=== Section Start ===

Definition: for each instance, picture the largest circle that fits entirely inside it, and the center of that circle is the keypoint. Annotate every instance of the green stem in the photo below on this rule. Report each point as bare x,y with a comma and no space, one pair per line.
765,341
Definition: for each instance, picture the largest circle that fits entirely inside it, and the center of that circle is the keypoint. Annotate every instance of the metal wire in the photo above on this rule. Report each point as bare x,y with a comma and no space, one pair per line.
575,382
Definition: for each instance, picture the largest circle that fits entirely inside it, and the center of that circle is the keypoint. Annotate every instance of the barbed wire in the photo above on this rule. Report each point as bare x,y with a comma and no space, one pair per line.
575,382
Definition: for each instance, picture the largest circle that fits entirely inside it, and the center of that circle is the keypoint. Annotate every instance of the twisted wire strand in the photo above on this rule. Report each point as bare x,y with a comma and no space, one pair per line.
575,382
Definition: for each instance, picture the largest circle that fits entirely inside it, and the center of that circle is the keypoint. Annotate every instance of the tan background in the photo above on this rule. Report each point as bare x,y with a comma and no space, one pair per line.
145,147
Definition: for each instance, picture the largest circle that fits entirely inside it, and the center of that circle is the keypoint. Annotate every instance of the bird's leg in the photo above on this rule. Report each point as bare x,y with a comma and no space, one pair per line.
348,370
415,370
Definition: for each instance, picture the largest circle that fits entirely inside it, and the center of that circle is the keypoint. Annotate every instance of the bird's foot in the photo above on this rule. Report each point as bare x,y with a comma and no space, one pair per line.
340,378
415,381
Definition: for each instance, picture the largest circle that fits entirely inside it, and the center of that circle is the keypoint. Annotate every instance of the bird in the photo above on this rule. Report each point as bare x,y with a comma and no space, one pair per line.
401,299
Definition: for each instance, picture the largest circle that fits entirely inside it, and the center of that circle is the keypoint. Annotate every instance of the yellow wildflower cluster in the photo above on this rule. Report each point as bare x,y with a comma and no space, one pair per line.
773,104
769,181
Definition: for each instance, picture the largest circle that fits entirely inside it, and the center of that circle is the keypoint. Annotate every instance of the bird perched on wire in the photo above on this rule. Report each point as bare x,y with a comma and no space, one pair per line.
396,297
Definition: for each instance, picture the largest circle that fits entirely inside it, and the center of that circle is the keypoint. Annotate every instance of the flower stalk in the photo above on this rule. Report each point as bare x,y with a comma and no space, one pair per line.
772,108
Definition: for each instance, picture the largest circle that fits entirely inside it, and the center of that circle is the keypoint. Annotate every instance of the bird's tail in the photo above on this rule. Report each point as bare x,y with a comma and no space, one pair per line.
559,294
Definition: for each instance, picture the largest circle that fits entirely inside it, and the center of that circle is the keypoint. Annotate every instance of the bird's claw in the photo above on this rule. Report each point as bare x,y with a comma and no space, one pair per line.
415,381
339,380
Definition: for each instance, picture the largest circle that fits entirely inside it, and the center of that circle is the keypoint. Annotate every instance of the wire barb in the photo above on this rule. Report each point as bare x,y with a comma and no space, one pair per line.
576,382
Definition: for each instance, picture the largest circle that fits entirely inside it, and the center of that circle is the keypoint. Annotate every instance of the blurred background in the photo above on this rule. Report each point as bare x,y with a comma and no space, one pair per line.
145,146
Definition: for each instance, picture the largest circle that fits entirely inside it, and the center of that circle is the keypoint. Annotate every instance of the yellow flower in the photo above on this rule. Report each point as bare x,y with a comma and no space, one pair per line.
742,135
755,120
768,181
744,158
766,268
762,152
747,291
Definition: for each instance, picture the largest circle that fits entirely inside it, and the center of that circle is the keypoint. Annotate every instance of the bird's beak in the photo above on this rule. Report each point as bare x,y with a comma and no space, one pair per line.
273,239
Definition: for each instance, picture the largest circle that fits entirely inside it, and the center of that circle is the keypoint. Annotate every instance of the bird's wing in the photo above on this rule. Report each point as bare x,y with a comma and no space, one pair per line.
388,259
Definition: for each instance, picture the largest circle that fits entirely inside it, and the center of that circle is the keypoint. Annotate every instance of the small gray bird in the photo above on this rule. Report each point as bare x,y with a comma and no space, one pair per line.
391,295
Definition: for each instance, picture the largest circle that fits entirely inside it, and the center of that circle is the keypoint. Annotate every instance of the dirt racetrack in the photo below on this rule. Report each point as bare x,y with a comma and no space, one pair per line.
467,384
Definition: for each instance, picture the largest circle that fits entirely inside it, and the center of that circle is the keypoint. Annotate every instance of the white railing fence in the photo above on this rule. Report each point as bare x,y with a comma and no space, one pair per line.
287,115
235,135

=== Section End ===

■ **ACTIVITY**:
From the data above, give every line again exactly as it appears.

■ **EXERCISE OUTPUT**:
Definition: for each instance, picture the largest circle that fits entirely inside it, and the center of that circle is the keypoint. Annotate every instance of the green stem in the photo below on this rule. Report each point as bare x,y with a comma and no space, one pair per line.
765,341
Definition: for each instance, picture the largest circle that fits entirely inside it, and the center of that circle is the keypoint. Annotate every instance of the metal wire in the photo above on this rule. Report each point as bare x,y with a comma and no space, one pair per line.
575,382
Definition: for each instance, picture the largest circle that fits entirely inside it, and the center of that circle is the keypoint. Annotate every instance of the barbed wire in the photo above on this rule. Report each point as bare x,y with a comma and no space, one pair per line.
575,382
Definition: for each instance, picture the largest circle that fits entirely inside it, and the center of that circle is the keypoint. Annotate every instance of the twisted wire strand in the photo above on this rule. Report each point as bare x,y with a comma and no space, one pair per line.
575,382
Definition: for each instance, picture the largest circle that fits entirely inside it, and the center of that circle is the keypoint. Annotate every instance of the tan background in the photo above on this rule. Report each point as bare x,y with a comma and no space, one pair per line.
145,147
Definition: for each instance, picture the largest circle that fits entirely inside it, and the center of that circle is the keypoint. Annotate every instance of the bird's leg in the photo above on this rule. Report each point as bare x,y with a comma and no space, one pair per line.
348,370
415,370
Definition: for each instance, picture the largest circle that fits entirely inside it, and the center of that circle is the keypoint. Annotate every instance of the bird's foot in the photo above on this rule. Report each point as bare x,y with a comma and no space, one pair per line.
340,378
415,381
Definition: for each instance, picture the largest circle that fits entirely inside it, and the center of that circle is the keypoint. Annotate every instance of the bird in the photo above on this rule. Report each point as bare x,y with a comma and no space, one pair per line.
401,299
Definition: for each instance, picture the largest circle that fits entirely inside it, and the center of that circle is the keypoint. Annotate every instance of the yellow wildflower cluster in the photo above on this rule. Report each point as bare x,y with a comma and no space, one pair per line.
773,104
769,181
Definition: for each instance, picture the largest circle that fits entirely inside it, and the center of that circle is the keypoint. Annotate every instance of the bird perched on wire in the photo above on this rule. Report each point as bare x,y with a comma and no space, one pair per line.
396,297
Definition: for each instance, picture the largest circle that fits entirely inside it, and the center of that circle is the keypoint. Annotate every instance of the flower stalk in the photo above on this rule. Report each point as bare x,y with a comma and no space, one pair per line.
772,108
Definition: for each instance, picture the largest circle that fits entirely inside it, and the center of that circle is the keypoint. Annotate every instance of the bird's tail in the photo above on this rule. Report each point as bare x,y with a comma and no space, one pair per line.
559,294
Definition: for each instance, picture the largest circle that fits entirely inside it, and the center of that circle is the keypoint. Annotate every instance of the bird's claw in the photo above on this rule. Report each point as bare x,y with a comma and no space, one pair per line.
415,381
339,380
Definition: for each instance, picture the largest circle that fits entirely inside it, and the center of that circle is the keypoint. Annotate every instance of the wire barb in the photo above on this rule. Report each point as bare x,y with a comma and no space, one pair per line.
576,382
Definition: for each instance, picture the largest circle that fits entirely inside it, and the center of that circle is the keypoint. Annotate every instance of the blurred background in the photo above on this rule. Report each point as bare x,y with a comma and no space, one pair per line.
145,146
Definition: for each instance, picture the largest circle that fits entirely inside it, and the center of that circle is the keypoint. Annotate every instance of the yellow flower in the photo above on this rule. Report each point as bare x,y with a comma and no space, one pair per line.
742,135
755,120
768,181
744,158
766,268
762,152
747,291
Definition: for each instance, picture the largest circle that fits entirely inside it, and the center of that circle is the keypoint. Annotate every instance of the bird's beak in the photo above on this rule. Report each point as bare x,y with a comma and no space, one pair per line.
273,239
Definition: for each instance, picture the largest circle that fits entirely inside it, and the center of that circle is the keypoint. Annotate every instance of the bird's wing in the photo above on this rule. Report each point as bare x,y with a comma and no space, one pair per line.
388,259
Definition: for each instance, picture the largest circle that fits entirely inside it, and the center of that circle is the keypoint. Annotate every instance of the small gray bird in the photo above on this rule. Report each point as bare x,y with a comma and no space, one pair per line.
391,295
Definition: for each instance, picture the largest circle that fits entirely inside it, and the center of that circle is the keypoint. Annotate every instance of the dirt racetrack in the photo below on this rule. Report each point as bare x,y with a comma and no space, one pair per line.
467,384
Definition: for each instance, picture the largest circle that fits entirely inside it, and the center of that circle is the keypoint. Annotate every instance of the white railing fence in the photo above on this rule. Report each point as bare x,y with a comma and no space, one pair per line.
287,115
235,135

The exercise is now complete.